Written problem -> Can you reproduce all of the material below, line for line and character for character, without changing anything?

Data records ->
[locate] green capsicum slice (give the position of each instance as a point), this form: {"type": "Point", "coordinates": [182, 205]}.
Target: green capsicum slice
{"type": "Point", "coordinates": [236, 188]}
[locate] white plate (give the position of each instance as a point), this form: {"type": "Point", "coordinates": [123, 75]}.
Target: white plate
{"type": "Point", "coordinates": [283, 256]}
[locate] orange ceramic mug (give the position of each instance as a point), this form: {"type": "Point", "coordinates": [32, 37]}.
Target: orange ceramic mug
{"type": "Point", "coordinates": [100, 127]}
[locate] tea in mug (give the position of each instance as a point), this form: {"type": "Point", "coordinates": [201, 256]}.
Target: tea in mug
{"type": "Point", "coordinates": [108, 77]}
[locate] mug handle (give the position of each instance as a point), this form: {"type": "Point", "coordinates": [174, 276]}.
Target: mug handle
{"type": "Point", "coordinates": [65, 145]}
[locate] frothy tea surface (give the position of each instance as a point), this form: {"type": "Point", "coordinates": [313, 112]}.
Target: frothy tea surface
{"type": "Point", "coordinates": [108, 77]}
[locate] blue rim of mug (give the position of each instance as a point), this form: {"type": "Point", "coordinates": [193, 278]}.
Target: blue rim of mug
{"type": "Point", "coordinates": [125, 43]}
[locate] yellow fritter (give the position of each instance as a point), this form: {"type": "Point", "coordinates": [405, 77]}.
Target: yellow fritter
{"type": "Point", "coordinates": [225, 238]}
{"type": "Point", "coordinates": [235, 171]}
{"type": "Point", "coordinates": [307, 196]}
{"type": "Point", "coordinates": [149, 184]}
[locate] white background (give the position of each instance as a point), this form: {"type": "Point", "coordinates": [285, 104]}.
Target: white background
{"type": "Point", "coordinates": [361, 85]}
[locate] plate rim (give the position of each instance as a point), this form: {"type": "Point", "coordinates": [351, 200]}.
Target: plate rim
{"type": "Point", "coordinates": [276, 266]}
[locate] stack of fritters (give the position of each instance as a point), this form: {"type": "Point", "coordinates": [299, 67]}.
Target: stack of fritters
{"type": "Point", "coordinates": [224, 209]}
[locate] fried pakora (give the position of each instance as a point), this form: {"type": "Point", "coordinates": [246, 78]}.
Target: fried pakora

Written reply ->
[locate] green capsicum slice (give the position of each instance as a point), this form: {"type": "Point", "coordinates": [182, 205]}.
Target: green capsicum slice
{"type": "Point", "coordinates": [236, 188]}
[locate] white plate (give the position of each instance as a point), this form: {"type": "Point", "coordinates": [123, 75]}.
Target: white plate
{"type": "Point", "coordinates": [283, 256]}
[locate] orange ceramic mug (give the position of each instance as a point), this form: {"type": "Point", "coordinates": [32, 37]}.
Target: orange ceramic mug
{"type": "Point", "coordinates": [100, 127]}
[locate] tea in mug (give the position of each instance as a point), this form: {"type": "Point", "coordinates": [201, 256]}.
Target: tea in mug
{"type": "Point", "coordinates": [108, 77]}
[locate] mug handle (give the position of each instance as a point), this form: {"type": "Point", "coordinates": [174, 276]}.
Target: mug handle
{"type": "Point", "coordinates": [65, 145]}
[locate] frothy tea surface (give the position of each instance as a point), this form: {"type": "Point", "coordinates": [313, 112]}.
Target: frothy tea surface
{"type": "Point", "coordinates": [108, 77]}
[locate] blue rim of mug (give the position of each instance as a point), this form: {"type": "Point", "coordinates": [193, 278]}.
Target: blue rim of mug
{"type": "Point", "coordinates": [125, 43]}
[locate] yellow fritter (give the position of each instance as a point), this form: {"type": "Point", "coordinates": [405, 77]}.
Target: yellow fritter
{"type": "Point", "coordinates": [225, 238]}
{"type": "Point", "coordinates": [235, 171]}
{"type": "Point", "coordinates": [307, 196]}
{"type": "Point", "coordinates": [149, 184]}
[locate] white background (give the position of each instance as a point), this form: {"type": "Point", "coordinates": [285, 104]}.
Target: white background
{"type": "Point", "coordinates": [361, 85]}
[locate] plate rim (give the position of each instance as a point), this form: {"type": "Point", "coordinates": [351, 200]}.
Target: plate rim
{"type": "Point", "coordinates": [276, 266]}
[locate] stack of fritters (give the position of each instance as a point), this form: {"type": "Point", "coordinates": [299, 67]}.
Target: stack of fritters
{"type": "Point", "coordinates": [224, 209]}
[locate] fried pakora (give the position of each instance as a point), this form: {"type": "Point", "coordinates": [246, 78]}.
Target: fried pakora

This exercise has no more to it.